*** Opening of Excerpt ***
Gluten is the protein found in barley, wheat, and rye which can cause an adverse reaction to individuals with gluten-related disorders. A gluten-free diet is thus one in which any foods; ingredients or grains derived from rye, wheat or barley are removed from the diet.
Ingredients or grains derived from rye, wheat or barley includes bread, baked goods, and pasta made from gluten and also salad dressings, soups, processed foods and sauces that can contain small ingredients of gluten.
There are several misconceptions about a gluten-free diet. The main one is that a gluten-free diet is a way to lose weight and is healthier than other foods. There are very few food choices for a gluten-free diet making it difficult to base a weight loss plan solely on this diet.
It is important to state that the gluten-free diet is beneficial to individuals suffering from gluten-related disorders such as gluten sensitivity and celiac disease. There is no supporting evidence that a gluten-free diet is beneficial for people without gluten-related disorders. There is also no evidence that gluten avoidance boosts energy levels, enhances attention span or improves digestion.
*** Close of Excerpt ***
*** Opening of Exercise data ***
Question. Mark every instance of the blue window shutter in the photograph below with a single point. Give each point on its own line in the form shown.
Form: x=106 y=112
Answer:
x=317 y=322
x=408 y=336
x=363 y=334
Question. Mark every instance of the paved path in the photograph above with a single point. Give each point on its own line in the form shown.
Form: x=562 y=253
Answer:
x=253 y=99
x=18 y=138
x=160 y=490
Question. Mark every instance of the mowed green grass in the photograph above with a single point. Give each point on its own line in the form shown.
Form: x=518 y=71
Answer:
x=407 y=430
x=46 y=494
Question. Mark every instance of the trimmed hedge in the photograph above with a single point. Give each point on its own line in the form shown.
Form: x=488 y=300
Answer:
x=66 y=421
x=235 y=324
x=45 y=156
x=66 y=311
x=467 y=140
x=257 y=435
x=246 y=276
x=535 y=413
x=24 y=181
*** Close of Exercise data ***
### Tasks to carry out
- a) Rewrite the gluten-free diet text from "There are several" up to and including "on this diet.", renaming "misconceptions" as "myths".
- b) Condense the paragraph of the gluten-free diet text that begins "It is important to state" into a bulleted list that keeps its main facts.
- c) Resume the gluten-free diet text after its final sentence and carry it forward.
None of the material is needed here.

### Your responses
- a)
There are several myths about a gluten-free diet. The main one is that a gluten-free diet is a way to lose weight and is healthier than other foods. There are very few food choices for a gluten-free diet making it difficult to base a weight loss plan solely on this diet.

- b)
- A gluten-free diet benefits people with gluten-related disorders such as gluten sensitivity and celiac disease.
- No evidence shows that it benefits people without such disorders.
- No evidence shows that avoiding gluten boosts energy levels, enhances attention span or improves digestion.

- c)
• A quality diet cannot be measured by the presence or absence of gluten. The overall food choices made regarding diet is what determines a healthy diet.
• Switching from a diet that contains large amounts of pasta, bread, and cookies to a gluten-free diet that eliminates these foods and coupled with an increase in fruits and vegetables make the overall diet healthier.
• A substitute for gluten-free foods with no corresponding intake in fruits and vegetables could lower the quality of diet due to lower vitamins, minerals, and fiber. This gluten-free diet could end up being higher in calories as many processed gluten-foods have higher sugar and fat levels to compensate for texture and flavor changes after removal of gluten. This gluten-free diet can thus result in weight gain and not weight loss.
Symptoms that could necessitate the need for a gluten-free diet
The symptoms that are likely to indicate gluten sensitivity or celiac disease include constipation or chronic diarrhea, recurring abdominal pain, tingling in hands and feet, joint pain, chronic fatigue, osteoporosis and unexplained infertility.
Before eliminating gluten from your diet, it is essential that you first consult with your healthcare professional. A standard blood testing procedure must be done as the first step to diagnosing the possibility of these conditions.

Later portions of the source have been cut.